• **Prompt**: Return every line of the records below unchanged, in the same order.

━━━ Record list ━━━

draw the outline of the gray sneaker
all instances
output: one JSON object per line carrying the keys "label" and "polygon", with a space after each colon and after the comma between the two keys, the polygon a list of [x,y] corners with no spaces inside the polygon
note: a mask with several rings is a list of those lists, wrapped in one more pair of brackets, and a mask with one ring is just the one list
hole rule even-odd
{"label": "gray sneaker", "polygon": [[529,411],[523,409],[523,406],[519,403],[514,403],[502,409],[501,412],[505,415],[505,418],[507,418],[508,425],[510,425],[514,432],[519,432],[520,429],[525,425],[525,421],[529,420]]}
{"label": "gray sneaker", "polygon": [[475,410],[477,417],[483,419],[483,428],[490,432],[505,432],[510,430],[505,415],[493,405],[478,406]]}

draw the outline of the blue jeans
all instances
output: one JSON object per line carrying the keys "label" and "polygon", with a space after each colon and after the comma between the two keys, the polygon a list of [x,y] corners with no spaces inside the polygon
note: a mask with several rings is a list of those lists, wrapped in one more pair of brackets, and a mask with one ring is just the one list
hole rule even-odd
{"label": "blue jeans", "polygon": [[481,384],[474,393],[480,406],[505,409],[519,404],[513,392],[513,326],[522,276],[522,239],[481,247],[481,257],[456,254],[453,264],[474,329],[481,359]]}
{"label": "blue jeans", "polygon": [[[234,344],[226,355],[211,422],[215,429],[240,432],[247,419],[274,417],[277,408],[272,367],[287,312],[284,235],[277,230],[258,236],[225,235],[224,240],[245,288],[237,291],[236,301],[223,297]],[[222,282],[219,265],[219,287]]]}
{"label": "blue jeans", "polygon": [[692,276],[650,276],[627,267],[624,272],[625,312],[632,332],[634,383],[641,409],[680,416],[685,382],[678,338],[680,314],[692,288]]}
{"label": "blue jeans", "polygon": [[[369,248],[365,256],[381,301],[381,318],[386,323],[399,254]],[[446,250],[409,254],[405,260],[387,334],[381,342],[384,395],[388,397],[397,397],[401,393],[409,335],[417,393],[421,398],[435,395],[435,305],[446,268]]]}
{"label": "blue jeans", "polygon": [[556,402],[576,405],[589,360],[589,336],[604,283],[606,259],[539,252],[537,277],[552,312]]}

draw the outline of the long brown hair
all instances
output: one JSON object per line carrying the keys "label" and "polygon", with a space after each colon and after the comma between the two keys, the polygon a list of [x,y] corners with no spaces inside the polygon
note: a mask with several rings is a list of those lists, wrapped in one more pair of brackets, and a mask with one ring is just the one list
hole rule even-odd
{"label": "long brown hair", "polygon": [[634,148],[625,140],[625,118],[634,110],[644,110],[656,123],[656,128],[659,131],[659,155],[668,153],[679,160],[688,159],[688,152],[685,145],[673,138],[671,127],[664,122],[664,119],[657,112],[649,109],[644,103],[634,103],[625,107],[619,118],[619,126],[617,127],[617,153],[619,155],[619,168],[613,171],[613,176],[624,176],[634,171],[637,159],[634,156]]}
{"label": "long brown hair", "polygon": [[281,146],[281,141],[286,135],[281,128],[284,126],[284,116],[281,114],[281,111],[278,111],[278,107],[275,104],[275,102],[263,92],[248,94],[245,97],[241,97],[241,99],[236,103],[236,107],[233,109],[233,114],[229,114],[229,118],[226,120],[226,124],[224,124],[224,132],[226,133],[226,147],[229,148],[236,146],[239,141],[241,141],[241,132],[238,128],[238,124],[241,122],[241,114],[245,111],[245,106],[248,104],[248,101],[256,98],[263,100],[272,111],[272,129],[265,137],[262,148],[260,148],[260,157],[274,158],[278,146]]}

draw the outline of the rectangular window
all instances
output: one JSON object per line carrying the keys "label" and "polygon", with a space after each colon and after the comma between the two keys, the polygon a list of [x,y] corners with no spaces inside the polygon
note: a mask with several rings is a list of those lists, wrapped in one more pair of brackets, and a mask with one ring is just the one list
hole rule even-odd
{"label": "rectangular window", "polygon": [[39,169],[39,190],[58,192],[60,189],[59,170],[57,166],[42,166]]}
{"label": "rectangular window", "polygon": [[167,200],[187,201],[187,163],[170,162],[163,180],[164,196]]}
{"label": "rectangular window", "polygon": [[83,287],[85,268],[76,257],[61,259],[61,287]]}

━━━

• **Written solution**:
draw the outline of the gray sneaker
all instances
output: one JSON object per line carrying the keys "label" and "polygon", with a space after each colon and after the comma between the two keys, the polygon a list of [x,y] corners with no spaces inside the polygon
note: a mask with several rings is a list of those lists, wrapped in one more pair of brackets, and a mask with one ring is just the one list
hole rule even-odd
{"label": "gray sneaker", "polygon": [[529,411],[523,409],[523,406],[519,403],[514,403],[502,409],[501,412],[505,415],[505,418],[507,418],[508,425],[510,425],[514,432],[519,432],[520,429],[525,425],[525,421],[529,420]]}
{"label": "gray sneaker", "polygon": [[475,410],[477,417],[483,419],[483,428],[490,432],[505,432],[510,430],[505,415],[493,405],[478,406]]}

draw the outline of the blue jeans
all instances
output: one JSON object per line carrying the keys "label" and "polygon", with a space after each colon and after the comma between the two keys, the polygon a list of [x,y] corners with no spaces inside the polygon
note: a mask with several rings is a list of those lists, wrapped in one more pair of brackets, and a mask with one ring is just the one list
hole rule even-odd
{"label": "blue jeans", "polygon": [[481,384],[474,393],[480,406],[505,409],[519,404],[513,392],[513,326],[522,276],[522,239],[481,247],[481,257],[456,254],[453,264],[474,329],[481,359]]}
{"label": "blue jeans", "polygon": [[[234,344],[226,355],[211,422],[215,429],[240,432],[247,419],[274,417],[277,408],[272,367],[287,312],[284,235],[277,230],[258,236],[225,235],[224,240],[245,288],[237,291],[236,301],[223,297]],[[222,282],[219,265],[219,287]]]}
{"label": "blue jeans", "polygon": [[692,276],[650,276],[627,267],[624,272],[625,312],[632,332],[634,383],[641,409],[680,416],[685,382],[678,338],[680,314],[692,288]]}
{"label": "blue jeans", "polygon": [[[369,248],[365,256],[381,301],[381,318],[386,323],[399,254]],[[446,250],[409,254],[405,260],[387,334],[381,342],[384,395],[388,397],[397,397],[401,393],[409,335],[417,393],[421,398],[435,395],[435,305],[446,268]]]}
{"label": "blue jeans", "polygon": [[556,402],[576,405],[589,360],[589,336],[604,283],[606,259],[539,252],[537,277],[552,312]]}

draw the outline of the long brown hair
all instances
output: one JSON object per line carrying the keys "label" and "polygon", with a space after each colon and after the comma between the two keys, the polygon a list of [x,y] corners with no spaces inside the polygon
note: a mask with several rings is a list of those lists, wrapped in one more pair of brackets, and a mask with one ring is just the one list
hole rule even-odd
{"label": "long brown hair", "polygon": [[634,148],[625,140],[625,118],[634,110],[644,110],[656,123],[656,128],[659,131],[659,155],[668,153],[679,160],[688,159],[688,152],[685,145],[673,138],[671,127],[664,122],[664,119],[657,112],[649,109],[644,103],[634,103],[625,107],[619,118],[619,126],[617,127],[617,153],[619,155],[619,168],[613,171],[613,176],[624,176],[634,171],[637,159],[634,156]]}
{"label": "long brown hair", "polygon": [[281,146],[281,141],[286,135],[281,128],[284,126],[284,116],[281,114],[281,111],[278,111],[278,107],[275,104],[275,102],[263,92],[248,94],[245,97],[241,97],[241,99],[236,103],[236,107],[233,109],[233,114],[229,114],[229,118],[226,120],[226,124],[224,124],[224,132],[226,133],[226,147],[229,148],[236,146],[239,141],[241,141],[241,132],[238,128],[238,124],[241,122],[241,114],[245,111],[245,106],[248,104],[248,101],[256,98],[263,100],[272,111],[272,129],[265,137],[262,148],[260,148],[260,157],[274,158],[278,146]]}

draw the outline of the rectangular window
all instances
output: one JSON object per line carrying the keys "label" and "polygon", with a space after each colon and after the comma between the two keys, the polygon a list of [x,y] corners with no spaces inside the polygon
note: a mask with several rings is a list of those lists, wrapped in one more pair of brackets, and a mask with one ring is just the one list
hole rule even-odd
{"label": "rectangular window", "polygon": [[39,169],[39,190],[58,192],[60,189],[59,170],[57,166],[42,166]]}
{"label": "rectangular window", "polygon": [[167,200],[187,201],[187,163],[170,162],[163,180],[164,196]]}
{"label": "rectangular window", "polygon": [[83,287],[85,268],[76,257],[61,259],[61,287]]}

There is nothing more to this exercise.